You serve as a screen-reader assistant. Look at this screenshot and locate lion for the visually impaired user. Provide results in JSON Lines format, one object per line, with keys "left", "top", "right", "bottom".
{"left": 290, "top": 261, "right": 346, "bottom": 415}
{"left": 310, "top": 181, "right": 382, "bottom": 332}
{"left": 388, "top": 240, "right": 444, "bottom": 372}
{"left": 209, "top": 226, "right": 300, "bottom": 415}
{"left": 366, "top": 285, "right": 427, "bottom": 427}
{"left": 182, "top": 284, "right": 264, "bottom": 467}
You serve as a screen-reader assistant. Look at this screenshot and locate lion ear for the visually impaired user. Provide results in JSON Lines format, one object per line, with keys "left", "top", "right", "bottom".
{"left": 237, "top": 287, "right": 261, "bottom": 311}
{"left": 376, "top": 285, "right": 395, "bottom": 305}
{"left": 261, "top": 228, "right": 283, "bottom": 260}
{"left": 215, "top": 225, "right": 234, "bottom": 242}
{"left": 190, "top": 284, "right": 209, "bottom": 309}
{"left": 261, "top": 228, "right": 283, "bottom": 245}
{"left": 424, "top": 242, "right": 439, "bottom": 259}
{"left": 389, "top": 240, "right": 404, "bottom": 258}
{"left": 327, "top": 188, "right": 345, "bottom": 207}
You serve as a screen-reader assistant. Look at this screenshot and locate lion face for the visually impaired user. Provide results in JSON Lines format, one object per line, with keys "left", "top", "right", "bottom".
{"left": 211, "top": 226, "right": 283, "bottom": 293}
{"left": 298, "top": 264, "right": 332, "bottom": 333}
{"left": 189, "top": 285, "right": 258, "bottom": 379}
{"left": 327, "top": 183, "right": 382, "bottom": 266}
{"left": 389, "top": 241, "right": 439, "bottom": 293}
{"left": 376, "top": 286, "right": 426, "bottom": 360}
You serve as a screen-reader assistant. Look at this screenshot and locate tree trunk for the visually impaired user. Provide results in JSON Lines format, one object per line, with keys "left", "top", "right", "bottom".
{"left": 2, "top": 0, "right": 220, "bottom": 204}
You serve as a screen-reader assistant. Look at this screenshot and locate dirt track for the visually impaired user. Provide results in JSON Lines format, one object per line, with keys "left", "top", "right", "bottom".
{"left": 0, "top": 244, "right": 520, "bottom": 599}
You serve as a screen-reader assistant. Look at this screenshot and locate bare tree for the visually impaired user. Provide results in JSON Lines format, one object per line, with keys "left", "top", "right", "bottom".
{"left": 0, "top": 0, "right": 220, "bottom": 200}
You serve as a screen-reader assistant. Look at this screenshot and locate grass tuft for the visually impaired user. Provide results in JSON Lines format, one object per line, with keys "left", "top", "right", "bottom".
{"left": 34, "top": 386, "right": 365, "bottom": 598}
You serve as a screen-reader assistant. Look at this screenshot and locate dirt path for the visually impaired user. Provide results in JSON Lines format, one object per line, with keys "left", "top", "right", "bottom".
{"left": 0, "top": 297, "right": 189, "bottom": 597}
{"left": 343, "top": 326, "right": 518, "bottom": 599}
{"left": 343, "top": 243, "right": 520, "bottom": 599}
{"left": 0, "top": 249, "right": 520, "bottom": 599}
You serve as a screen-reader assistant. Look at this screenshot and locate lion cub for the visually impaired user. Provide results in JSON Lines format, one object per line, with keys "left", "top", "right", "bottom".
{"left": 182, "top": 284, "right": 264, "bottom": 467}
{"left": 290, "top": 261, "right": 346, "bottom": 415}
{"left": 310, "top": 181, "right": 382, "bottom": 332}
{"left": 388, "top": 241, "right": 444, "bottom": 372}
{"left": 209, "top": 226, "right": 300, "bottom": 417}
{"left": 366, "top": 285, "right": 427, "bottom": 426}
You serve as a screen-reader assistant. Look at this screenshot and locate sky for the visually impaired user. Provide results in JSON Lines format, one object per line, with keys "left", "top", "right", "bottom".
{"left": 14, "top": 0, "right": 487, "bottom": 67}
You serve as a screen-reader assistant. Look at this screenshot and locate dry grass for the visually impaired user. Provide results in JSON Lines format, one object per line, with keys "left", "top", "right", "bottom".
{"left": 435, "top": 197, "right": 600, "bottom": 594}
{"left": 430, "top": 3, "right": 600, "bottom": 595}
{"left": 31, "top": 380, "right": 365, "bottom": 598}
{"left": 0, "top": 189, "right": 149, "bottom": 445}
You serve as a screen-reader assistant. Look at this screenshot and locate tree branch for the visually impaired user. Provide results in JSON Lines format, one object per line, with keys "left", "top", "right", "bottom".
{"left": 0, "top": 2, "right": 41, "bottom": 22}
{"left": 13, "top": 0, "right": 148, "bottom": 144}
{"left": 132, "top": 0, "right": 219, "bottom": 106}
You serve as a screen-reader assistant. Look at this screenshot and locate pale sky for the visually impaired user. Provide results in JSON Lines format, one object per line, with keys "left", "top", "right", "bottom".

———

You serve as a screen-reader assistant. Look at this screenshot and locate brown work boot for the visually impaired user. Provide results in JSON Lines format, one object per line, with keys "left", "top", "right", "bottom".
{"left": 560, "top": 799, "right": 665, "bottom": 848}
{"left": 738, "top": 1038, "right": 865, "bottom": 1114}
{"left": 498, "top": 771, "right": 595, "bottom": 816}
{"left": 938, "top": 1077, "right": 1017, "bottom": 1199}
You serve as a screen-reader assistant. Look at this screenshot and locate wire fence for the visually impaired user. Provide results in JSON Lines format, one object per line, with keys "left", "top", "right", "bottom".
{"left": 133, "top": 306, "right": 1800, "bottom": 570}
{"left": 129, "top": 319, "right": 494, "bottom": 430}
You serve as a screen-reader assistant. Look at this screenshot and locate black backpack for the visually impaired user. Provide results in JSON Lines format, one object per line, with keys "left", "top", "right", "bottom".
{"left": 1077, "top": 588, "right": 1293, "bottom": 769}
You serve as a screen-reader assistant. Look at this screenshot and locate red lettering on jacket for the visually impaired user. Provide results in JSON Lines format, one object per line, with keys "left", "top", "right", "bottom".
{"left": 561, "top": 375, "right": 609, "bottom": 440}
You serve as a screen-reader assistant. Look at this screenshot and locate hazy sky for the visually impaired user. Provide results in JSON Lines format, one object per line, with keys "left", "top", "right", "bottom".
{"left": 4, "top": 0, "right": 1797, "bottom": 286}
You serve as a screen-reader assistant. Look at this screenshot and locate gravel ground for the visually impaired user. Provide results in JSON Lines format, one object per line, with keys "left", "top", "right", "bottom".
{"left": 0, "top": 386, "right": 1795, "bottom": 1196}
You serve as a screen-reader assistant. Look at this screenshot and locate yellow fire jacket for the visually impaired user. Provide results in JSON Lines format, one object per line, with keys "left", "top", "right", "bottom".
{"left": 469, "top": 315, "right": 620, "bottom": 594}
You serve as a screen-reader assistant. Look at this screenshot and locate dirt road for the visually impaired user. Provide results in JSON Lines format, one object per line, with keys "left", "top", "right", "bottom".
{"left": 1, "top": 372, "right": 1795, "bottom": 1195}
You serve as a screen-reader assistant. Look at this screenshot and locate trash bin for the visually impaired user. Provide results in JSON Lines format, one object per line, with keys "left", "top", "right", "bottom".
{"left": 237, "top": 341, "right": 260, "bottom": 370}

———

### [WHAT YOU NEED TO DO]
Which lines run from the one holding "and locate dry" through the one holding "and locate pale" in the records above? Repeat them exactly, both included, and nothing more.

### [ANSWER BELOW]
You serve as a screen-reader assistant. Look at this screenshot and locate dry grass for the visually impaired user. Provide results in JSON Lines format, one object per line, with keys "left", "top", "right", "bottom".
{"left": 435, "top": 197, "right": 600, "bottom": 594}
{"left": 430, "top": 3, "right": 600, "bottom": 595}
{"left": 31, "top": 380, "right": 365, "bottom": 598}
{"left": 0, "top": 189, "right": 149, "bottom": 445}
You serve as a screen-reader assistant. Look at this screenshot and locate tree branch for the visually impaired user. Provide results in JSON Lines format, one object per line, with keys "left", "top", "right", "bottom".
{"left": 0, "top": 2, "right": 41, "bottom": 22}
{"left": 13, "top": 0, "right": 148, "bottom": 144}
{"left": 132, "top": 0, "right": 219, "bottom": 106}
You serve as a screen-reader assistant. Look at this screenshot and locate pale sky for the visually impaired user. Provide results in JSON Lines format, one object per line, with keys "left", "top", "right", "bottom".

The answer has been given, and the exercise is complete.